TEXT PASSAGE:

════

/*  snblock.h  by K.Tsuru  */
/***********************************************************************
SNBlock template class
An array class of variable size is given here. Class objects which has
operator=() are available. The functions memcopy() and memset() are not
used. The array has a size of power of two. For non class object "NCBlock"
class is prepared.

[reference]
 R.B.Murray "C++ Strategies and Tactics"
************************************************************************/
#ifndef SNBLOCK_H
#define SNBLOCK_H

#include <stdio.h>
#include <assert.h>
#include <limits.h>

// A header file of typedef
#ifndef TYPEDEF_H
#include "typedef.h"
#endif  // TYPEDEF_H

// Return a minimum integer 2^p which satisfies sz <= 2^p.
uint ceilpow2(uint sz);

template <class T> class SNBlock {  // change name Block --> SNBlock
public:
    enum ErrorType{ NORMAL = 0, OUT_OF_MEMORY, NULL_COPY };
protected:
    ErrorType   error;      // error information
    uint    n_elements;     // number of elements
    T*      elements;       // pointer of elements
// copy function
    void copy_elements(T* dest, const T* src, uint n_copy);
// copy function for operator=()

════

Excerpt from a dataset
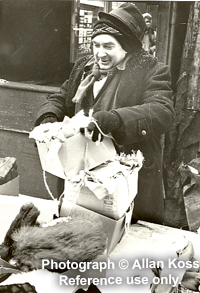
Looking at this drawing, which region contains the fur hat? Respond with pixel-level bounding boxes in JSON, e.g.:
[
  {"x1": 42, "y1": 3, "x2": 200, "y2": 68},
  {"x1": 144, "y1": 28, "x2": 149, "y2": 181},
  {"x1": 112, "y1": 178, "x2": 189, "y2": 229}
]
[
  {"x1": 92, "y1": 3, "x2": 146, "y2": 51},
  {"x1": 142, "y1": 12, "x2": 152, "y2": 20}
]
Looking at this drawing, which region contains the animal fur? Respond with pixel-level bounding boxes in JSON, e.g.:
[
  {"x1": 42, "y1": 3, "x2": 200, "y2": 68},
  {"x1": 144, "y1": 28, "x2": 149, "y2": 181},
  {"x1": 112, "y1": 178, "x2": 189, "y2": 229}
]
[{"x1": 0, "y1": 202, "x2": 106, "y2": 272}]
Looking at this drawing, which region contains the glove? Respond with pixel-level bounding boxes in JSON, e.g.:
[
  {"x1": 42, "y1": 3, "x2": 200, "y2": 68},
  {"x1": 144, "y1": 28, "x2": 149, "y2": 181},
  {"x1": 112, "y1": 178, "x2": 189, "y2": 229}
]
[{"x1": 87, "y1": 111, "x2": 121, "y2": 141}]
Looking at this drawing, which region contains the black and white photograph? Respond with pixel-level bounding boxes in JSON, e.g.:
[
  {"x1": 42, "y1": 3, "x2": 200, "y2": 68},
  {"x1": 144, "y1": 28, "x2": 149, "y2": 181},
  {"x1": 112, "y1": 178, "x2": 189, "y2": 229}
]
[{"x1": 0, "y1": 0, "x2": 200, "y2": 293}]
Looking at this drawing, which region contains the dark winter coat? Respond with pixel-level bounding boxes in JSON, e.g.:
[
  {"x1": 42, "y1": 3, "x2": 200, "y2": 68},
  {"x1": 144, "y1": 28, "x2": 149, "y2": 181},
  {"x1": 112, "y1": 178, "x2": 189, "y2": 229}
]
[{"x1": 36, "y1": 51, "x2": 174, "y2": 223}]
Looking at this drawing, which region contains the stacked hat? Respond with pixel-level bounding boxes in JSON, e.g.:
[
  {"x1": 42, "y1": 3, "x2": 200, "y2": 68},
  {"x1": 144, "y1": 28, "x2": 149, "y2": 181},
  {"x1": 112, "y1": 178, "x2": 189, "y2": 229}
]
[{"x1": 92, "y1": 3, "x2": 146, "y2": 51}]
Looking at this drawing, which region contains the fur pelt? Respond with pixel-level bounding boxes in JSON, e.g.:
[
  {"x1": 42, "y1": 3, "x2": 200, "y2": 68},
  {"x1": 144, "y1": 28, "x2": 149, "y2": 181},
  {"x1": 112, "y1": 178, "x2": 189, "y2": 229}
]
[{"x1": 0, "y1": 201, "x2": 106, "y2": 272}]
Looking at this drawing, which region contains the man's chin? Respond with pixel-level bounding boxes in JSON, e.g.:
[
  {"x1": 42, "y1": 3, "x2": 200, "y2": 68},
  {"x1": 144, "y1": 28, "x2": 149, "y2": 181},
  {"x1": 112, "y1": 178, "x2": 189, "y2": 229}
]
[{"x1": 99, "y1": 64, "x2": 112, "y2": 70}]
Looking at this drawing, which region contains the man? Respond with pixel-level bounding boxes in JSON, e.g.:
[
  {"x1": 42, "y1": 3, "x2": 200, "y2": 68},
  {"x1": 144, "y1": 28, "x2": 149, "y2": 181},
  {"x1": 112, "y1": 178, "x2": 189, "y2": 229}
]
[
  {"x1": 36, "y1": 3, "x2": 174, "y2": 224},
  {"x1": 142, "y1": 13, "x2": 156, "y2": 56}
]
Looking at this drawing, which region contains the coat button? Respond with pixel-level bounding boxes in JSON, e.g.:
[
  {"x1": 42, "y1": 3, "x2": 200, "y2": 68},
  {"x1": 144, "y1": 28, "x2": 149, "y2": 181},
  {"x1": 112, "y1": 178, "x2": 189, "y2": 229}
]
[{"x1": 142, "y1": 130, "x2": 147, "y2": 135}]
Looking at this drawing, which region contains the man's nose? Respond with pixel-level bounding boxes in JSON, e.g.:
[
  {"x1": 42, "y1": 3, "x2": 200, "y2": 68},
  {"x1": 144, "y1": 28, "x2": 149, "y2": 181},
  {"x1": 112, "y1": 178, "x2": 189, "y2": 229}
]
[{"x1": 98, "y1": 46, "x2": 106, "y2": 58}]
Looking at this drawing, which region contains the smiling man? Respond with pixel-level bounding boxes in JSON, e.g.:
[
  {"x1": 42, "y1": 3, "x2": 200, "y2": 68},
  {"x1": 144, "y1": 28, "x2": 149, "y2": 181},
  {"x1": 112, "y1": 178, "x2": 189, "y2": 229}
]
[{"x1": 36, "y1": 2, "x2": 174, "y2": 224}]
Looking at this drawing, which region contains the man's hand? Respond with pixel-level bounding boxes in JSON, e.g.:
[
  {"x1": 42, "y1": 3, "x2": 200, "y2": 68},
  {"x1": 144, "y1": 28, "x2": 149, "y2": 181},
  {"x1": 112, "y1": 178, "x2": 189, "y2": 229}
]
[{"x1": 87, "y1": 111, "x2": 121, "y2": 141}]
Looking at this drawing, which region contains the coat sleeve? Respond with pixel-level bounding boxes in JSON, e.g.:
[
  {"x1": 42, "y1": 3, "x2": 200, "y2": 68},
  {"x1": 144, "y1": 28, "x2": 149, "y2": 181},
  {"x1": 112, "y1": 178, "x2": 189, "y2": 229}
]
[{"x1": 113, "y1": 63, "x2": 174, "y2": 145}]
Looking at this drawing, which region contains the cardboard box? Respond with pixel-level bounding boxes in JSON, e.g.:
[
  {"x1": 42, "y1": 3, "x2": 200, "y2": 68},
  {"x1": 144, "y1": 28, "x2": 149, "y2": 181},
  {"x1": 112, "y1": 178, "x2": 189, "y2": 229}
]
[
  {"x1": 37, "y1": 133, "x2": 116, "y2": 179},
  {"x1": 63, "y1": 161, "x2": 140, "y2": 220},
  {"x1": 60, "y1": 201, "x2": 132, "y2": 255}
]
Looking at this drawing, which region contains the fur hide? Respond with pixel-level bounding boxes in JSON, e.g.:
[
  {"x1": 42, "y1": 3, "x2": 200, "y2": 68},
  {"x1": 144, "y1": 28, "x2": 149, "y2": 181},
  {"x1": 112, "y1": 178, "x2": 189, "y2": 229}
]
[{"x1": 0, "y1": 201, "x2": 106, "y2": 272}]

════

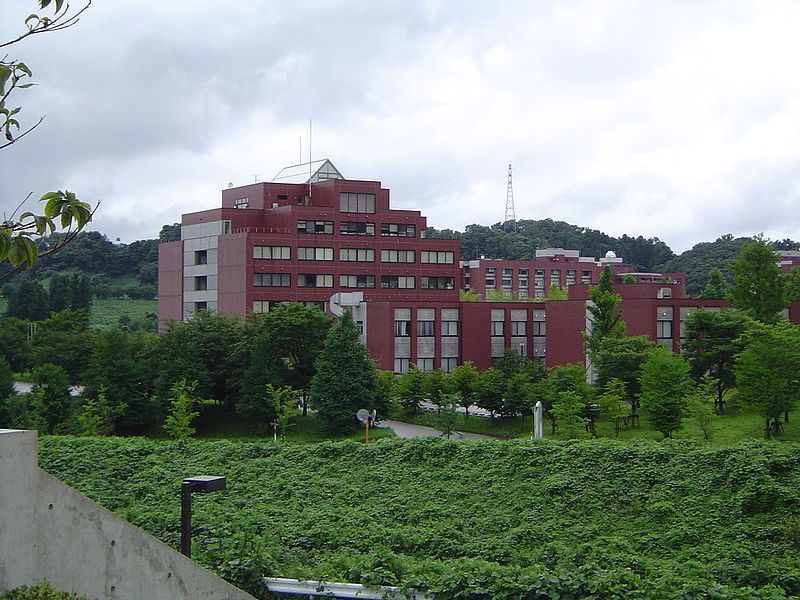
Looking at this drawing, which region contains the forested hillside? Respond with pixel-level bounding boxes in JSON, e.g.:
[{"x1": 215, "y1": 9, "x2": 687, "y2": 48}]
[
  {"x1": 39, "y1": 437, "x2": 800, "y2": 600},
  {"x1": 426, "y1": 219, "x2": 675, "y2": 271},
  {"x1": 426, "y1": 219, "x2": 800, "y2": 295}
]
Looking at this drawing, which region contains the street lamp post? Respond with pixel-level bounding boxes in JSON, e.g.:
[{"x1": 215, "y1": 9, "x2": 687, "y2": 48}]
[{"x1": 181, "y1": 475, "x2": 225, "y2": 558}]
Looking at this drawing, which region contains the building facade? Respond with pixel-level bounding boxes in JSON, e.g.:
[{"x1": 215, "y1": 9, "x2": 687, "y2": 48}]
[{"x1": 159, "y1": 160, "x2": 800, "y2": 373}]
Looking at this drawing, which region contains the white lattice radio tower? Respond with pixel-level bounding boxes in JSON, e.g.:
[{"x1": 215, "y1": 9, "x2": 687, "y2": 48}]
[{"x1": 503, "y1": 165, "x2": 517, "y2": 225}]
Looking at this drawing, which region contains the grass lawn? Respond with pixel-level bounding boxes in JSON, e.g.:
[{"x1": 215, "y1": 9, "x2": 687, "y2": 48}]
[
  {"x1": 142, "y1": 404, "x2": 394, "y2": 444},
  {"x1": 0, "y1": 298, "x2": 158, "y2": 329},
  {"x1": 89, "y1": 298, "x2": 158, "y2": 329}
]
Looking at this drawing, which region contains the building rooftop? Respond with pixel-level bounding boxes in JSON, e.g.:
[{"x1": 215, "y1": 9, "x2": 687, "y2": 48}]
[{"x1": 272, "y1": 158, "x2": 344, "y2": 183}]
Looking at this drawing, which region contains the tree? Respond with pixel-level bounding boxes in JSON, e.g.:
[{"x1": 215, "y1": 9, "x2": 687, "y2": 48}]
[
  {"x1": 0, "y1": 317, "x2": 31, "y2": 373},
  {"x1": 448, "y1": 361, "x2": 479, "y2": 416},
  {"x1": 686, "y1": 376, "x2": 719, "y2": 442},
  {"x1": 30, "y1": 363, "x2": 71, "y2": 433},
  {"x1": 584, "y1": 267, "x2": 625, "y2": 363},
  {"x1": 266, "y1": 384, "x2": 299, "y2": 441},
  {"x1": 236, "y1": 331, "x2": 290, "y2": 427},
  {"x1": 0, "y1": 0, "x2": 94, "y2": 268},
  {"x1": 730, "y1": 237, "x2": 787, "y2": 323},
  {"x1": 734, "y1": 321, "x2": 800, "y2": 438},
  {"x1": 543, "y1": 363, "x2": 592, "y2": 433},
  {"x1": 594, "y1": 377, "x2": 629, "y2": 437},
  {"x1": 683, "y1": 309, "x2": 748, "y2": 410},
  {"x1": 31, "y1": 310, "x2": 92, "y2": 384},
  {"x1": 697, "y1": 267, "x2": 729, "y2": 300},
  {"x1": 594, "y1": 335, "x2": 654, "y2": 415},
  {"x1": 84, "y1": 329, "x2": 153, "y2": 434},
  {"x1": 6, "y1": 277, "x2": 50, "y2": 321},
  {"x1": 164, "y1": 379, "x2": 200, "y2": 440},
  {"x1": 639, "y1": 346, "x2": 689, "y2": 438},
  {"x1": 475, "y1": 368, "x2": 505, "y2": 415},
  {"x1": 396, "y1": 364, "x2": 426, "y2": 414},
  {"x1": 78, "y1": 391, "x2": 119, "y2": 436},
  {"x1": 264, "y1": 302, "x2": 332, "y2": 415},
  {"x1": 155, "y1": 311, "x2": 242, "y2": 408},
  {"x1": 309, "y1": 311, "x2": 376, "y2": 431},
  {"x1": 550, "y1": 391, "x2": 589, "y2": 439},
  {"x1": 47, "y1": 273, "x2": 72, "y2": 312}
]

════

SET EXERCISE A: According to the SNBlock header, which class is provided for non-class objects?
SET EXERCISE B: Please list every file that the SNBlock header pulls in with an #include directive.

COMPLETE RESPONSE A: NCBlock

COMPLETE RESPONSE B: stdio.h, assert.h, limits.h, typedef.h